MATERIAL PROVIDED -
%%
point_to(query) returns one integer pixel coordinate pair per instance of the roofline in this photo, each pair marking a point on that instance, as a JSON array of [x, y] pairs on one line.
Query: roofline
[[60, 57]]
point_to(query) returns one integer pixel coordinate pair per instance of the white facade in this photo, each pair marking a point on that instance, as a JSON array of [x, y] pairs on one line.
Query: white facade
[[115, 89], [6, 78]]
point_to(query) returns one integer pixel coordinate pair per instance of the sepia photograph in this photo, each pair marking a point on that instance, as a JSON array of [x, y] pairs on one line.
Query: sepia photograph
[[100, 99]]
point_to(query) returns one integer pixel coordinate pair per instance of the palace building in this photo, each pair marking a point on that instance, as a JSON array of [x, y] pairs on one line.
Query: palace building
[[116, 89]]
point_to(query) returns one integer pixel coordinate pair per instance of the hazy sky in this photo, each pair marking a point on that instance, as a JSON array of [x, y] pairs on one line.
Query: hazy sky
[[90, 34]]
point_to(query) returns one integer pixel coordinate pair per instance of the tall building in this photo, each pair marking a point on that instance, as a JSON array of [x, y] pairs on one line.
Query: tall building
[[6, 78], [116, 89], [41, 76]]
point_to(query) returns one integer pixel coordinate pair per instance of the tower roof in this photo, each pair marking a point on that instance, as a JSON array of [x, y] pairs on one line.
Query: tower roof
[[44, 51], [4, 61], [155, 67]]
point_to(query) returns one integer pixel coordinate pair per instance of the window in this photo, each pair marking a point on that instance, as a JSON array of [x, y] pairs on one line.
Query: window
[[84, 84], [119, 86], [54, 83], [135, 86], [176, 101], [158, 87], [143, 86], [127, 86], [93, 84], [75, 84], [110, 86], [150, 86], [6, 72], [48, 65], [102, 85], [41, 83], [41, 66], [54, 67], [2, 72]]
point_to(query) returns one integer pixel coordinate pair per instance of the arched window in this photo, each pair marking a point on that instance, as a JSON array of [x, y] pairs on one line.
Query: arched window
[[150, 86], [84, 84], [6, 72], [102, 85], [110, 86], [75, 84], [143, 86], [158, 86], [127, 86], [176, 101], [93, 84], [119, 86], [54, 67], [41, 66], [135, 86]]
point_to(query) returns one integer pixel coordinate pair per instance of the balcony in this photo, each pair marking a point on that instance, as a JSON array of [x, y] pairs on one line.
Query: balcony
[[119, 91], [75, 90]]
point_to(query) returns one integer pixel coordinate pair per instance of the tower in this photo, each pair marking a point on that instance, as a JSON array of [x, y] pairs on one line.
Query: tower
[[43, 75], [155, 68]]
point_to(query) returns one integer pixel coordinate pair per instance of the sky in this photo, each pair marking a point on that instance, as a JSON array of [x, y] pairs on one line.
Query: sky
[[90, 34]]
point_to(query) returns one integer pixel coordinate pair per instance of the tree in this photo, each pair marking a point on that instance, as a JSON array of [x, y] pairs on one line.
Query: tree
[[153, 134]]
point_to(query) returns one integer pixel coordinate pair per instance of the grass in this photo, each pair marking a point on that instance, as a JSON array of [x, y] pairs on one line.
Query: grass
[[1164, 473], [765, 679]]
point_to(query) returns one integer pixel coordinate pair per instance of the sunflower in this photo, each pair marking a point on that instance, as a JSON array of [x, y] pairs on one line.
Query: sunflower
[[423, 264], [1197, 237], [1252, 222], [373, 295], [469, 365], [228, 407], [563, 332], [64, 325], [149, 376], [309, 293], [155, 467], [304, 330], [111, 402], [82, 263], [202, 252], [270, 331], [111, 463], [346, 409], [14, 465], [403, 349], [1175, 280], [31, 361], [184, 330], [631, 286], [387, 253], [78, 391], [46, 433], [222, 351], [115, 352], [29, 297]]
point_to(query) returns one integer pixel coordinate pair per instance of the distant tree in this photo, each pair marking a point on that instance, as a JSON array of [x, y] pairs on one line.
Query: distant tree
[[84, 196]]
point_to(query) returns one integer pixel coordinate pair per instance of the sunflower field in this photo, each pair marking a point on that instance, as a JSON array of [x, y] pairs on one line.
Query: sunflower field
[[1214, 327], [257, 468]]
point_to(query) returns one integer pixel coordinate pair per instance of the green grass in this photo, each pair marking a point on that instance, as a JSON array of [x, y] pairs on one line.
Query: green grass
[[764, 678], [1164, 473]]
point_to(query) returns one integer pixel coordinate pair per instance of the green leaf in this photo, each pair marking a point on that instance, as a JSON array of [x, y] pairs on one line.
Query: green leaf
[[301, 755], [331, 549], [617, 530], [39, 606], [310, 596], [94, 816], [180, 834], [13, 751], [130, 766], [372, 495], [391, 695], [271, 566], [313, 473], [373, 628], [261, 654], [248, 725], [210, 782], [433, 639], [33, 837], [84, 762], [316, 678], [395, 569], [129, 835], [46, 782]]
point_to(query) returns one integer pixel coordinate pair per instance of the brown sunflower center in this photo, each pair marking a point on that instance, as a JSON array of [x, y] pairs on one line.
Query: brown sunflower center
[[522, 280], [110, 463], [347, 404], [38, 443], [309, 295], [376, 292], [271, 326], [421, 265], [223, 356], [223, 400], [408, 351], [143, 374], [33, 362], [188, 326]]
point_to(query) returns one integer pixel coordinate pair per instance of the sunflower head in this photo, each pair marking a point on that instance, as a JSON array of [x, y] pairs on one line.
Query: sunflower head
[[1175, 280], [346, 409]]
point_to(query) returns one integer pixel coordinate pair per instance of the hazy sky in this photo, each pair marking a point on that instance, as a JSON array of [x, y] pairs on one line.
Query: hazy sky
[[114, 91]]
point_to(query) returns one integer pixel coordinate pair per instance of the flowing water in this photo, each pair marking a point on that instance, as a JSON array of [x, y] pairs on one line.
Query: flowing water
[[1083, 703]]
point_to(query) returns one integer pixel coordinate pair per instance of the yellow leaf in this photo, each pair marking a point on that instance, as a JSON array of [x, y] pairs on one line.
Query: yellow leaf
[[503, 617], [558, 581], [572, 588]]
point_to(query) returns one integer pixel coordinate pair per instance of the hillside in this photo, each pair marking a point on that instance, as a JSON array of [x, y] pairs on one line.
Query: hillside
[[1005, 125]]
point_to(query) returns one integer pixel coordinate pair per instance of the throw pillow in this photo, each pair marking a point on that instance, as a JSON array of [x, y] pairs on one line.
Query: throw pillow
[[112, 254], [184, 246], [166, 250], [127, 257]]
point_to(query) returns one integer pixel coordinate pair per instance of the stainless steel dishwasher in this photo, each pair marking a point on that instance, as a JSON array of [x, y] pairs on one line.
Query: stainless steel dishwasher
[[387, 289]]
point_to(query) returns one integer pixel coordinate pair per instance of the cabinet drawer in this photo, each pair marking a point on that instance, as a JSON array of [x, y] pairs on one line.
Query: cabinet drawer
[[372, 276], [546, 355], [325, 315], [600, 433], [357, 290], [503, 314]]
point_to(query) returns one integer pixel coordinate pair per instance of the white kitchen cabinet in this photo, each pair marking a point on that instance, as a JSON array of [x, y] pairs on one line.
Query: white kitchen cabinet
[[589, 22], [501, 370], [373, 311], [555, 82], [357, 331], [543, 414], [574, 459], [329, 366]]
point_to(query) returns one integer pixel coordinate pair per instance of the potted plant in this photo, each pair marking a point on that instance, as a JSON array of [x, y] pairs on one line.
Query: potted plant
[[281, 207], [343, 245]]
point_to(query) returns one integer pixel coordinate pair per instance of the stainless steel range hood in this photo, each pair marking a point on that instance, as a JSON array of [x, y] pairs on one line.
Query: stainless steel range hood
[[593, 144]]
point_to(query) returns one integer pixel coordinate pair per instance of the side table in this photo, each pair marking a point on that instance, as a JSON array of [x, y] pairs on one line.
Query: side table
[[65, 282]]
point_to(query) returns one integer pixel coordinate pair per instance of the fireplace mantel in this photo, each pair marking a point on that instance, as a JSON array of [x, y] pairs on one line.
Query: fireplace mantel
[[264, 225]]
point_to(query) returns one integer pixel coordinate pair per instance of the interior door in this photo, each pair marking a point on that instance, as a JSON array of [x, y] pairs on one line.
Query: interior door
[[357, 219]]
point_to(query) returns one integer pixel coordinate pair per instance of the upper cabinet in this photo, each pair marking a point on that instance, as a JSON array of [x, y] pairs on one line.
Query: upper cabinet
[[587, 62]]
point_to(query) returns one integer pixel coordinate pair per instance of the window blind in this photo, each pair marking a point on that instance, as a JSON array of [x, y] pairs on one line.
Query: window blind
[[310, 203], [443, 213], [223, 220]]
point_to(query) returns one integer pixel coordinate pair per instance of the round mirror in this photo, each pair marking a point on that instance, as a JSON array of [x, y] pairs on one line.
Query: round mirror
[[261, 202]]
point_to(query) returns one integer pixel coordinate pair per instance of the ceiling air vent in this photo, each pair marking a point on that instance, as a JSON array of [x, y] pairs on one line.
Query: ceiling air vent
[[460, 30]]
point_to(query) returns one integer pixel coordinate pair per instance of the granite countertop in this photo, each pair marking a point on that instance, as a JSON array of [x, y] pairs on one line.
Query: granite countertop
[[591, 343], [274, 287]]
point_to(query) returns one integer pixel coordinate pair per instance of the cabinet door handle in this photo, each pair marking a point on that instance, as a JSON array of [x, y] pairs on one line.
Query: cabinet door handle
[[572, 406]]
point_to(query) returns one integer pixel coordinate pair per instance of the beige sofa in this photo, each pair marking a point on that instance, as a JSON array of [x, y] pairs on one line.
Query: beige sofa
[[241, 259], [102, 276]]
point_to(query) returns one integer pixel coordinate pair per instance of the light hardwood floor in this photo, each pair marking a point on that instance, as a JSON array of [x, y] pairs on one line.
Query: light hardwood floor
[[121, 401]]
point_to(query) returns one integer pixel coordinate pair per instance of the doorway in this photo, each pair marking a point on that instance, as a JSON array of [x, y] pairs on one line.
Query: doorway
%%
DESCRIPTION OF THE TASK - Output verbatim every line from the one containing "of the ceiling" through the last line of the entries.

WRITTEN ANSWER -
point_to(query) returns one integer pixel coordinate pair per instance of the ceiling air vent in this photo, each pair marking a point on that instance, as a JSON array of [x, y] pairs on one line.
Query: ceiling air vent
[[460, 30]]
point_to(query) returns one integer pixel coordinate pair per instance of the granite countertop in this photo, each pair marking a point on that instance, as a JSON array of [x, y] pairs on one line.
Query: granite countertop
[[591, 343], [274, 287]]
point_to(query) returns one integer pixel coordinate pair per instance of the cabinet door handle in this photo, each pair marking a point on that instance, as a JSON array of [x, y] pairs on one line.
Query: cabinet door handle
[[572, 406]]
point_to(query) returns one integer pixel coordinate pair per instance of the beige sofa in this photo, each pair marking a point on that instance, as a JSON array of [x, y] pairs on one line.
Query: beige sofa
[[241, 259], [102, 276]]
point_to(query) returns one integer pixel coordinate pair per instance of the light hardwood floor in this photo, each pair marking a point on that instance, as a JSON array of [x, y] pairs on one line.
Query: light hardwood floor
[[121, 401]]
point_to(query) returns one integer pixel coordinate pair per instance of the doorway in this photo, each pair marking a point on that instance, as a JSON array of [x, y] pairs on one line.
Query: doorway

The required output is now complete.